■ Problem to solve ■
Put the records below into a two-column CSV with the columns text and answer. Start at the line containing "For each instance of the concrete" and continue through the end of the records. Give one row per record, with each value in a single quoted field and any line breaks replaced by spaces.
┏━━
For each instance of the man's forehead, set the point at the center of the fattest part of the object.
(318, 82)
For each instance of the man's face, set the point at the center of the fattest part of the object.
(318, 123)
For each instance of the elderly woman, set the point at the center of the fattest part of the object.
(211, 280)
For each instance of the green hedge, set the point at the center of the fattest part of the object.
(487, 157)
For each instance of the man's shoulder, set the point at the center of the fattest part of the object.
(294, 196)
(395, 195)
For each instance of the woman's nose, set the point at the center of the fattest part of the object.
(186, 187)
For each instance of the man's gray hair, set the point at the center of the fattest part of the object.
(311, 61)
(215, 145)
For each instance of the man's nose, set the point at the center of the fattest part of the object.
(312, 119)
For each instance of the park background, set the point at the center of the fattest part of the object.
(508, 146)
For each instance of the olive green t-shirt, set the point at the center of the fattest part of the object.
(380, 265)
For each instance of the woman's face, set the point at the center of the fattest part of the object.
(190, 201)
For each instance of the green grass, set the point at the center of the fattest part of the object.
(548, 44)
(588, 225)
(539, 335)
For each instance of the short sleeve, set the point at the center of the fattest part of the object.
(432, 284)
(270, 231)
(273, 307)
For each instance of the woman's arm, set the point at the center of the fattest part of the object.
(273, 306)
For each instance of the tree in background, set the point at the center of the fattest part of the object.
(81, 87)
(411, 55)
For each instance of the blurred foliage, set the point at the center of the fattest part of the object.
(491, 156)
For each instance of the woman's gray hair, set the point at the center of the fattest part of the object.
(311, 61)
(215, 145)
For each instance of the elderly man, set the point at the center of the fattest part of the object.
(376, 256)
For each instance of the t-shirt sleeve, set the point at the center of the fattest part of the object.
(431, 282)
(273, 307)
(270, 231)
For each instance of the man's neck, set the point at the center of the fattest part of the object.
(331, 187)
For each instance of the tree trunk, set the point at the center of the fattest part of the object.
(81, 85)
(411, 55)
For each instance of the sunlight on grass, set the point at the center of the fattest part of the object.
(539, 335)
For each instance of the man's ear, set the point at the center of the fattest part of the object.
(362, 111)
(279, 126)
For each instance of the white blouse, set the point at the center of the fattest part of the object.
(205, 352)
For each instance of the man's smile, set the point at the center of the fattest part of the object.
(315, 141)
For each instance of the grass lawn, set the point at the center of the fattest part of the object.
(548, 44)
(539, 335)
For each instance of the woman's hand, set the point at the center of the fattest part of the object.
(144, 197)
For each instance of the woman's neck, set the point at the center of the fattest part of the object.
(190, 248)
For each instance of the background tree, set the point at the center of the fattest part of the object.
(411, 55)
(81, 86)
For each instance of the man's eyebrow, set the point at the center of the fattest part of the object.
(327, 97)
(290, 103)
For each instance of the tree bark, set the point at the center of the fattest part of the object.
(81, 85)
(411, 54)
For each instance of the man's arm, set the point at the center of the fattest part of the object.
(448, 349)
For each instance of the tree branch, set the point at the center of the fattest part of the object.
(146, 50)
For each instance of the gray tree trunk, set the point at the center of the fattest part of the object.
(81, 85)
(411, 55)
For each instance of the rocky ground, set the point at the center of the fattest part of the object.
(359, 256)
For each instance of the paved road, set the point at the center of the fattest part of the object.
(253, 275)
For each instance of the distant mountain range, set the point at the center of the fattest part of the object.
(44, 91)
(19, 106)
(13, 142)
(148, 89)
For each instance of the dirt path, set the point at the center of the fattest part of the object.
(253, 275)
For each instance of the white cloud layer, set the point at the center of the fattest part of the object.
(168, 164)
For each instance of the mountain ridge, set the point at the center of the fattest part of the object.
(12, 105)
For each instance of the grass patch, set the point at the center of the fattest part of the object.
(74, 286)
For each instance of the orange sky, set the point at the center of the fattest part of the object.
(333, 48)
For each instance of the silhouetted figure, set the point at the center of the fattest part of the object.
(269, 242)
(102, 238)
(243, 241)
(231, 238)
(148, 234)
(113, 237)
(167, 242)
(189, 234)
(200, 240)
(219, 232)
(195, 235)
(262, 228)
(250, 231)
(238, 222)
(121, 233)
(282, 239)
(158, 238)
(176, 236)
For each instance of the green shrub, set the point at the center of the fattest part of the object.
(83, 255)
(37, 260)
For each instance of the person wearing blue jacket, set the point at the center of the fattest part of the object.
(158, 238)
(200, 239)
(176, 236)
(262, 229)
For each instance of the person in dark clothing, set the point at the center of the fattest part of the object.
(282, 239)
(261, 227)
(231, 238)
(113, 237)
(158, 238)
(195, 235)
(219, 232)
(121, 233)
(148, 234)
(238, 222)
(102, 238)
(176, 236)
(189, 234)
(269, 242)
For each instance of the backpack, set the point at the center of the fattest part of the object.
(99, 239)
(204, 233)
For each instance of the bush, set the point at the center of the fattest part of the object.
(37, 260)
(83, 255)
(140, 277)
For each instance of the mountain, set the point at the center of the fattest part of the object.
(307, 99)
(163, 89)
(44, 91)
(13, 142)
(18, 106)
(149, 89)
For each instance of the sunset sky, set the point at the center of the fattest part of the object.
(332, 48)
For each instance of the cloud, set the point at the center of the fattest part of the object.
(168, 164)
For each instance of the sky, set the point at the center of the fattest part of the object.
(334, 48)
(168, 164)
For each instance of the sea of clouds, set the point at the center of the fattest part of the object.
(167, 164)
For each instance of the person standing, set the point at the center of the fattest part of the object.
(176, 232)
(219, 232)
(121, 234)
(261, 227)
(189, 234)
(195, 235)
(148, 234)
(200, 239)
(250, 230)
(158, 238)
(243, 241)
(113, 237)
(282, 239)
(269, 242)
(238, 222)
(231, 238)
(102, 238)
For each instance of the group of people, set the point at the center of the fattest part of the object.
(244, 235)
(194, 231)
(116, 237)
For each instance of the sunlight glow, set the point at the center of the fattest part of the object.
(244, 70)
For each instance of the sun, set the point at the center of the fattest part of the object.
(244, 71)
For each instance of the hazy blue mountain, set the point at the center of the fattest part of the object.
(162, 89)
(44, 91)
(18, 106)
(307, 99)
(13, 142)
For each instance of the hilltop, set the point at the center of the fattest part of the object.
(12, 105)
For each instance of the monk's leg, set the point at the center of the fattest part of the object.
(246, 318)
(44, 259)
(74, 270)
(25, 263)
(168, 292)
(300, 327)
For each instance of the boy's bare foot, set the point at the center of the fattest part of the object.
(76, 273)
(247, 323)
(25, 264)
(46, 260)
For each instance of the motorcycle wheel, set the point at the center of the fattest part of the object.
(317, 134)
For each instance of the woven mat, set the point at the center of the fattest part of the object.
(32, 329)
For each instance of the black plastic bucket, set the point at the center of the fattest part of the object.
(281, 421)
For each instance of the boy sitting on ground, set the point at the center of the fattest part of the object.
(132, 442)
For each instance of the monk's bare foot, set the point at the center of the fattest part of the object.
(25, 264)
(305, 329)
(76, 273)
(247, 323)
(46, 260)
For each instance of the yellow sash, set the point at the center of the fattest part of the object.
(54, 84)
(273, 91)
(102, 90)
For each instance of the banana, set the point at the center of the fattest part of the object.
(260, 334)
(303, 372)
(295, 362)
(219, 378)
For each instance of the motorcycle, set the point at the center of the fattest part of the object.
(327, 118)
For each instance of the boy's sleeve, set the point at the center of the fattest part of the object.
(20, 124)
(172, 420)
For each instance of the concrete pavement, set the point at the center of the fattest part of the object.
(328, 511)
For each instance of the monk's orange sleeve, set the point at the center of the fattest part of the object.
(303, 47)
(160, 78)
┗━━
■ Final result ■
text,answer
"For each instance of the concrete pavement, set the point at the center of the fattest part of the object.","(328, 511)"
"For each instance of the monk's orange sleeve, set the point at the center of the fattest part of the object.","(303, 47) (160, 78)"